### ОТРЫВОК
*-*-*

Особенно эффектен сдвиг в употреблении глагола отдать: экзистенциальное насилие над правами гренадских землевладельцев выражается в языковом насилии над правилами сочетаемости лексической единицы с семой «обладания». Этот «сочетаемостный неологизм»[12] встраивается в ряд стилистических эффектов, связанных с той же семой (о «держании в зубах», речь уже шла, о других вскоре пойдет).
2.8. Сема «власти, владения, обладания, собственности» этимологически проскальзывает даже в наивно приложенном к Гренаде российском термине волость, а вовсю звучит и благодаря многократным повторам под рифмой как бы натурализуется (звучит приемлемо и даже привычно) в ключевом сочетании Гренада моя. Эта словесная апроприация чужой территории совершается путем переносного приложения к дальней земле поэтической нацеленности стихов в Ам2(4) на прекрасную даму = иностранку = Мировую революцию (Ронен: 41, Михайлик: 248).
При этом происходит роковое овеществление сугубо личного и символического обладания любимой (часто лишь желанной, но недоступной, а то и вообще воображаемой) женщиной (или иной идеальной сущностью, в частности образом страны): в новом социально-политическом контексте это духовное обладание оборачивается буквальным захватом чужой собственности — под якобы благородным марксистским лозунгом экспроприации экспроприаторов (= «Грабь награбленное!»). И вся энергия любовного обладания, ревности и мести за утрату перенаправляется на эти революционные цели.

*-*-*

### ИСХОДНЫЕ ДАННЫЕ
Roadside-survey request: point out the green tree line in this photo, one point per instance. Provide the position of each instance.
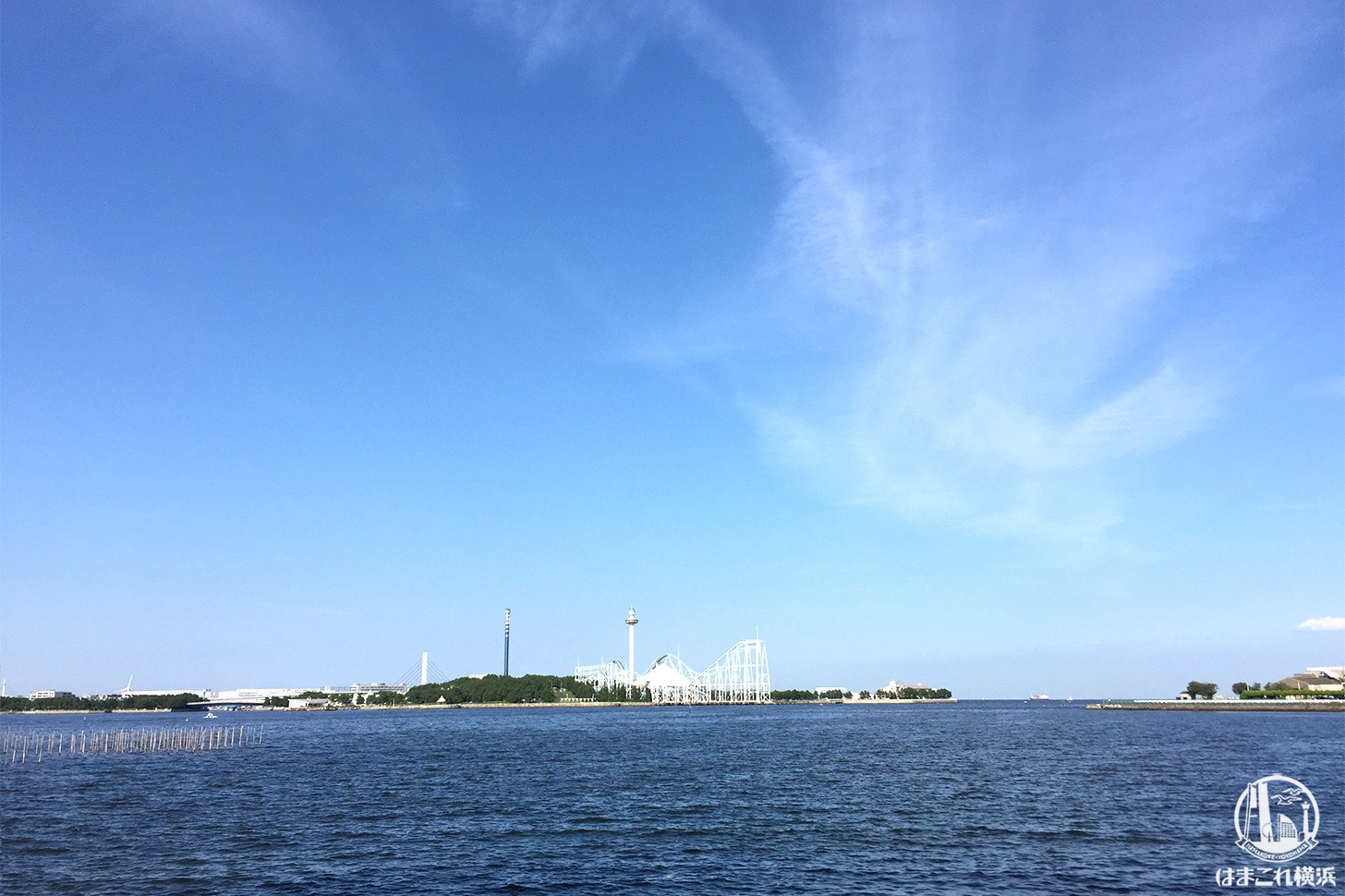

*-*-*

### ЗАДАНИЕ
Перепечатайте из отрывка текст от слов «Особенно эффектен сдвиг» до слов «других вскоре пойдет).» включительно. Данные — это отдельный материал, к отрывку он не относится.

### ОТВЕТ
Особенно эффектен сдвиг в употреблении глагола отдать: экзистенциальное насилие над правами гренадских землевладельцев выражается в языковом насилии над правилами сочетаемости лексической единицы с семой «обладания». Этот «сочетаемостный неологизм»[12] встраивается в ряд стилистических эффектов, связанных с той же семой (о «держании в зубах», речь уже шла, о других вскоре пойдет).